■ Exercise: Copy the items word for word, from the line that contains "Highlight-reel tagging: indicate the tree canopy" through the end of the items, including that first line. Leave the pictures out of your copy.

------ Provided entries ------

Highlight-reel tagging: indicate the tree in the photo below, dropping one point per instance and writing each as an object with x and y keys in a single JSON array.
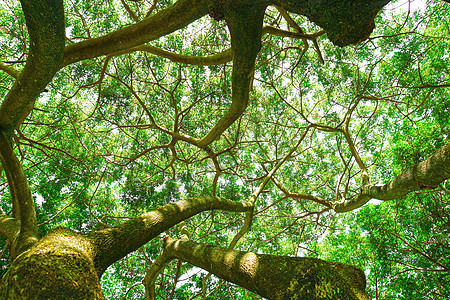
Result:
[{"x": 118, "y": 122}]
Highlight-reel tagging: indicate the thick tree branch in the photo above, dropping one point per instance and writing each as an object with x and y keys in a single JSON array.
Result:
[
  {"x": 273, "y": 277},
  {"x": 346, "y": 22},
  {"x": 214, "y": 59},
  {"x": 245, "y": 24},
  {"x": 9, "y": 70},
  {"x": 427, "y": 174},
  {"x": 18, "y": 185},
  {"x": 114, "y": 243},
  {"x": 45, "y": 24},
  {"x": 9, "y": 227},
  {"x": 175, "y": 17}
]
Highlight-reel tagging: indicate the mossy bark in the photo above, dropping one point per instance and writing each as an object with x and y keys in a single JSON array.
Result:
[
  {"x": 272, "y": 276},
  {"x": 59, "y": 266}
]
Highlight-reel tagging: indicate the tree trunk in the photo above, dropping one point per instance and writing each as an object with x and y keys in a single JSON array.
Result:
[
  {"x": 274, "y": 277},
  {"x": 59, "y": 266}
]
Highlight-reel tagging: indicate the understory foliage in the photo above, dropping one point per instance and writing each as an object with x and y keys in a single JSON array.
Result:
[{"x": 100, "y": 146}]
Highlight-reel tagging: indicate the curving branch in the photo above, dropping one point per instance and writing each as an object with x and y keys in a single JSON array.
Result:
[
  {"x": 425, "y": 175},
  {"x": 20, "y": 189},
  {"x": 45, "y": 24},
  {"x": 9, "y": 227},
  {"x": 114, "y": 243},
  {"x": 346, "y": 22},
  {"x": 9, "y": 70},
  {"x": 175, "y": 17},
  {"x": 245, "y": 23},
  {"x": 271, "y": 276}
]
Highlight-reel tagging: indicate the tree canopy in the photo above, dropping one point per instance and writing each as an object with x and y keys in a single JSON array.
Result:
[{"x": 163, "y": 140}]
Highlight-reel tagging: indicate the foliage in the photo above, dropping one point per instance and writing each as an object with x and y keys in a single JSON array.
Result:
[{"x": 99, "y": 147}]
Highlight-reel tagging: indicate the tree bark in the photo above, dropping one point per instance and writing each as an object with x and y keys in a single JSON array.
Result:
[
  {"x": 271, "y": 276},
  {"x": 58, "y": 267},
  {"x": 424, "y": 175}
]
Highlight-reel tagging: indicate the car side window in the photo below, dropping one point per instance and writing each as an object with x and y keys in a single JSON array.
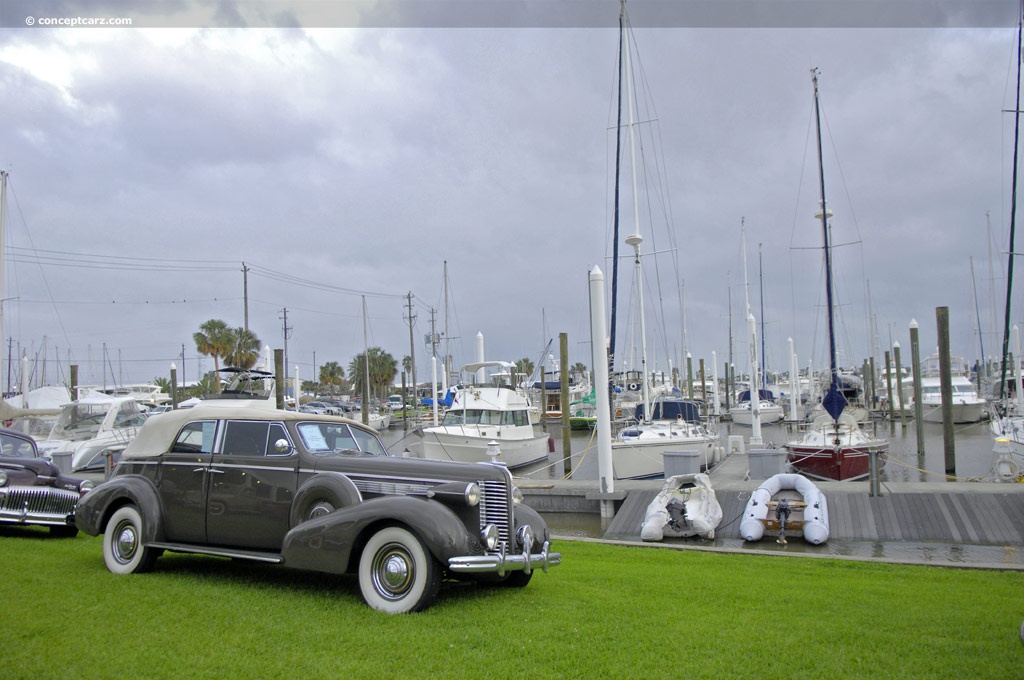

------

■ Full response:
Highlight-reel tagging: indicate the tree canopy in the photo above, dropping one point per instance and writing each as an object with x and y keys in a single JSON array.
Result:
[{"x": 163, "y": 140}]
Highlight-reel tagging: indicate the foliage in the photo above, dropping one point per instance and writing each as an object with x and y keys in a single JSON array.
Result:
[{"x": 99, "y": 147}]
Highlight-reel tagging: indicate the tree bark in the photo above, dropping one point per instance and writing each as an object with x and y keys in a single JSON array.
Result:
[
  {"x": 271, "y": 276},
  {"x": 58, "y": 267},
  {"x": 424, "y": 175}
]
Highlight-reel tagging: indicate the car side window in the photo below, dropping one point per instance and writing each as an object with x and y keys in a single JSON array.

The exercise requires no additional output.